## [SELECTED TEXT]
------------
Prompted by the White House executive order on cybersecurity, Federal agencies are accelerating their adoption of zero trust architectures. And according to Gerald Caron, chief information officer (CIO) and assistant inspector general (IG) for information technology at the Department of Health and Human Services (HHS), these models must include automation.


During a virtual event hosted by FCW on March 16, Caron explained that zero trust security models require continuous real-time risk analysis of what is occurring in and around a network. 


“Utilizing automation not only prevents human error, but it allows for more effective and efficient monitoring of a network. By implementing automation into our models, we improve our detection and response times to cyber threats and incidents,” Caron said. 


The HHS CIO explained that in a zero trust environment, users, devices and applications are assigned a profile utilizing tactics like digital identity, device health verification, and application validation. They are then granted restricted access based on their profile. Implementing automation then provides agencies with the means “to perform these actions programmatically and at scale,” he said.
------------
## [DATA PROVIDED]

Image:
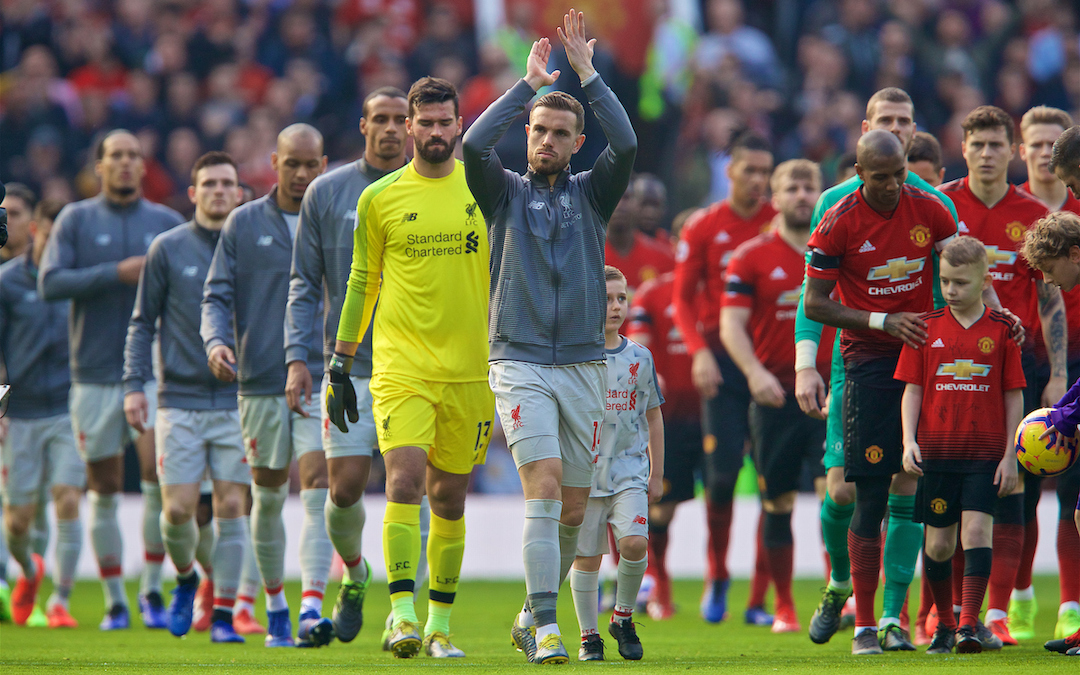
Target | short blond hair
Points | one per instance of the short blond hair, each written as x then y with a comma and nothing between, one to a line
------------
## [TO-DO LIST]
(1) Decide whether each statement agrees with the passage on zero trust security: (a) The virtual event was hosted by FCW on March 16. (b) Caron said automation slows detection times. (c) Profiled users, devices and applications receive unrestricted access. Answer yes or no for each, and quote the deciding words of the passage.
(2) Extract the passage on zero trust security word for word, from "During a virtual" up to and including "around a network.".
None of the data is needed for this work.

## [OUTPUTS IN ORDER]
(1)
(a) Yes: "During a virtual event hosted by FCW on March 16"
(b) No: "we improve our detection and response times to cyber threats and incidents"
(c) No: "They are then granted restricted access based on their profile."

(2)
During a virtual event hosted by FCW on March 16, Caron explained that zero trust security models require continuous real-time risk analysis of what is occurring in and around a network.